24Weiss a commencé sa carrière vers la fin des années 1980 par des travaux sur les ondes optiques lasers, notamment sur les semi-conducteurs. Assez vite il fut poussé vers les nanosciences grâce à des recherches sur la détection de signaux optiques sur des molécules uniques. Ceci impliquait des combinatoires importantes d’instruments, de compétences et de matériaux (lasers, STM, spectroscopie, boîtes quantiques, photoluminescence, etc.). Les performances des techniques qu’il met alors au point le mettent sur la voie de l’étude des interactions entre deux molécules voisines et sur le comportement de ces molécules l’une par rapport à l’autre. Peu à peu, il est amené à développer des techniques de marquage de molécules sur des sites précis, ce qui impliquait un haut degré de contrôle des objets nanométriques. Dans ce contexte, les molécules d’ADN offraient un potentiel remarquable, mais elles n’intéressaient Weiss que comme environnement facilement contrôlable pour ses systèmes de détection optique avec un laser et non en tant que molécules biologiques. Là, il fallut résoudre des problèmes d’aberration optique produites par les lasers lorsqu’utilisés sur plusieurs sites d’une seule molécule. La solution trouvée fut d’utiliser des « boîtes quantiques » (objet nanométrique semi-conducteur utilisable comme marqueur émetteur de photons). Mais celles-ci sont hydrophobes. Il fallut la collaboration de chimistes pour trouver un revêtement spécifique permettant de les inclure dans un milieu biologique. Les combinatoires d’instruments, de compétences et de matériaux se multiplient peu à peu (biologistes d’horizons différents, spécialistes des sciences des matériaux). Mais ce qui intéresse Weiss, la physique des émissions optiques à l’échelle nanométrique, continue de l’ancrer fortement dans ses questionnements au sein de sa discipline propre. Cela lui donne une assise essentielle pour des travaux qui poussent de plus en plus ses recherches en direction des processus vitaux in vivo. Par exemple, il utilise sa technique d’excitation d’un seul photon pour modifier la transcription de l’ADN dans une cellule embryonnaire de poisson zèbre [8].
25Du point de vue de Weiss, on peut regarder les projets successifs qu’il a entrepris comme une chaîne d’interrogations découlant d’une même question cruciale et qui ne pouvait être résolue que grâce à des collaborations et des combinatoires avec d’autres disciplines et d’autres compétences. Pour Weiss, chaque participant, instrument, matériau… devait converger vers le but qu’il s’était fixé, les autres chercheurs enracinés dans leur discipline gardant leurs buts propres.
Les marqueurs de la « nouvelle disciplinarité »

Travail à faire
1 – Traduisez en anglais la phrase suivante, tirée du texte sur Weiss : "La solution trouvée fut d'utiliser des « boîtes quantiques » (objet nanométrique semi-conducteur utilisable comme marqueur émetteur de photons)."
2 – Recopiez le texte sur Weiss depuis "25Du point de" jusqu'à "leurs buts propres.", en remplaçant "chercheurs" par "scientifiques".
Les lignes n'interviennent en rien dans cet exercice.

Entrées de données

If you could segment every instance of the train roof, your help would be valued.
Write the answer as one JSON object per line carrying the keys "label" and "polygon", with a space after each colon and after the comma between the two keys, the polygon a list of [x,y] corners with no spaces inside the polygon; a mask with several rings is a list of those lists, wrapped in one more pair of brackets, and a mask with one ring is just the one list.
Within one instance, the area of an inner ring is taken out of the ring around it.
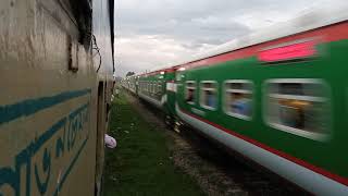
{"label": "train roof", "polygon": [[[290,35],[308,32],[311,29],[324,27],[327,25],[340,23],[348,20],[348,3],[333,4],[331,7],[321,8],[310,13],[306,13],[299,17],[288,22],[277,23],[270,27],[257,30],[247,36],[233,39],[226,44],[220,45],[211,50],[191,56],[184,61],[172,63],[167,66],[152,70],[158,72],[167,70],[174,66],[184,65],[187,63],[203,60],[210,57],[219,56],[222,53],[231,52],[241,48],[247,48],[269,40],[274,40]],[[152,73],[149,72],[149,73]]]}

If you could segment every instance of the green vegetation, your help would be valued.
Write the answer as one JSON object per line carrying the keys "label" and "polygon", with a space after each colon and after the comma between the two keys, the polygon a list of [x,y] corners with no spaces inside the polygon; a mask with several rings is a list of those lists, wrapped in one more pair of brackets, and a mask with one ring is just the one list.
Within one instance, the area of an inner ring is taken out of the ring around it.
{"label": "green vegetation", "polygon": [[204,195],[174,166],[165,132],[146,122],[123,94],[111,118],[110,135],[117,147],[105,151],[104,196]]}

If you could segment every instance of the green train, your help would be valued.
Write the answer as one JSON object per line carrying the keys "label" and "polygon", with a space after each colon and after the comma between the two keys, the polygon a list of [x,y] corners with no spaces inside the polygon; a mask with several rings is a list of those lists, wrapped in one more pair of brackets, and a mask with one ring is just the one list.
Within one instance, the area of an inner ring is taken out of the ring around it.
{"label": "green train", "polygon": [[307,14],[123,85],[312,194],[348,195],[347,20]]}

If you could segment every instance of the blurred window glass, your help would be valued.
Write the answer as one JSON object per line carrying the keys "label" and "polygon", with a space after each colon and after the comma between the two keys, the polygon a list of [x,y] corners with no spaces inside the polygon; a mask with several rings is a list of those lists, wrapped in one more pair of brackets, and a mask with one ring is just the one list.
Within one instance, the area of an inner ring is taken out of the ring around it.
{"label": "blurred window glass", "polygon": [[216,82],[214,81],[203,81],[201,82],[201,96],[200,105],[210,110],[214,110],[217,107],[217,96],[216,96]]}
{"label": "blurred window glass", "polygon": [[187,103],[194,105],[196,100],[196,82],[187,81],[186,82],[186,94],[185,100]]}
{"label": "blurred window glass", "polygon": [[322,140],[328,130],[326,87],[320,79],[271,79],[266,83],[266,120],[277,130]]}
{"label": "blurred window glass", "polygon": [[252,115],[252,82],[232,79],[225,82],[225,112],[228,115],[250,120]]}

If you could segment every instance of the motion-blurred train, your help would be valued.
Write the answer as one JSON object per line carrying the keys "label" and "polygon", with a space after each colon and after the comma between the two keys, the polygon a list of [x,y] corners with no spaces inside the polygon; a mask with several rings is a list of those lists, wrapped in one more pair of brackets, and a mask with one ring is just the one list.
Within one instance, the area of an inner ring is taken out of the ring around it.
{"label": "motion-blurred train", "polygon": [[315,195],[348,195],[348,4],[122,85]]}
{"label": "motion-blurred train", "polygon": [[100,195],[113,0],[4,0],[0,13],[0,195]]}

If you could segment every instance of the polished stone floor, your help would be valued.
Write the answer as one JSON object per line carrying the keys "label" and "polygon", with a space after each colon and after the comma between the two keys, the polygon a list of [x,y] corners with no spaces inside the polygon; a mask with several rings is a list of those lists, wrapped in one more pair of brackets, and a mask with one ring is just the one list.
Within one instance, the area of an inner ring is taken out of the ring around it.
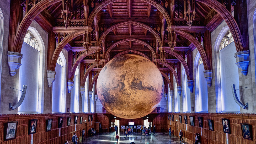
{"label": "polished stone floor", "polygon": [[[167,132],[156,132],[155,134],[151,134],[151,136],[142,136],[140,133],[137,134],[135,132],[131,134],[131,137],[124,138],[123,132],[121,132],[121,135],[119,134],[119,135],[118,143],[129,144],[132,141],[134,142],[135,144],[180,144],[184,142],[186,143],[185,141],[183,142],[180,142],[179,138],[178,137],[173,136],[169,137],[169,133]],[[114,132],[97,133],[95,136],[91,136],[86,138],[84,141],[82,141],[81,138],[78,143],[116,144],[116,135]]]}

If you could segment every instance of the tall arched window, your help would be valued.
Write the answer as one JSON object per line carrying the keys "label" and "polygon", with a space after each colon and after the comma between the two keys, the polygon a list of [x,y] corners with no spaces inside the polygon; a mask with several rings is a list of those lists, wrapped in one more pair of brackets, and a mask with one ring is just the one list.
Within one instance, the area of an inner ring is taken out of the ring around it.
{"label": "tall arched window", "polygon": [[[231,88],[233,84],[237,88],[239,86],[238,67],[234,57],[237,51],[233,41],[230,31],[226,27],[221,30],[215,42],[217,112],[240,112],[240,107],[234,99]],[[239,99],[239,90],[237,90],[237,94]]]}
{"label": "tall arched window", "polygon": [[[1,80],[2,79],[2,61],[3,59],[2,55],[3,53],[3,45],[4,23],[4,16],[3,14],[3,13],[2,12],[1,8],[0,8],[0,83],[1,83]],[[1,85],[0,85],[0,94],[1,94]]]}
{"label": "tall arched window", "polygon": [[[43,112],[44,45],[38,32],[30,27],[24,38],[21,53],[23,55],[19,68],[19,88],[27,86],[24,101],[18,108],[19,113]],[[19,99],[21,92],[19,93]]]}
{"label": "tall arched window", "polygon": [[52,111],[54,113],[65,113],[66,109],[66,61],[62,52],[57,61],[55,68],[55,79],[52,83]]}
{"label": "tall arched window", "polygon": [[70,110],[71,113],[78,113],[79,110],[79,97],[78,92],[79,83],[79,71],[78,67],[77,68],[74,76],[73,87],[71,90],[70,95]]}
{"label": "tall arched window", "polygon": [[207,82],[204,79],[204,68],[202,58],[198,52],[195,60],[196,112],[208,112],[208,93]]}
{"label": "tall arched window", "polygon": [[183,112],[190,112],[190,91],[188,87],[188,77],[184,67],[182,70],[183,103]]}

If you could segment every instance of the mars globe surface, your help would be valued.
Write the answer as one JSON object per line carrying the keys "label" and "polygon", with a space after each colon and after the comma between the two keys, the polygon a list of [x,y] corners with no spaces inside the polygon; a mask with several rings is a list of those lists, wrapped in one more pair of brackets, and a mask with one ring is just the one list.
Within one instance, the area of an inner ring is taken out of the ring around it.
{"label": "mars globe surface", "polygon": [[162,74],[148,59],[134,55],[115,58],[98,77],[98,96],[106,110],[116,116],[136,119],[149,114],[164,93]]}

Réponses attendues
1 – The solution found was to use "quantum dots" (a nanoscale semiconductor object usable as a photon-emitting marker).

2 –
25Du point de vue de Weiss, on peut regarder les projets successifs qu’il a entrepris comme une chaîne d’interrogations découlant d’une même question cruciale et qui ne pouvait être résolue que grâce à des collaborations et des combinatoires avec d’autres disciplines et d’autres compétences. Pour Weiss, chaque participant, instrument, matériau… devait converger vers le but qu’il s’était fixé, les autres scientifiques enracinés dans leur discipline gardant leurs buts propres.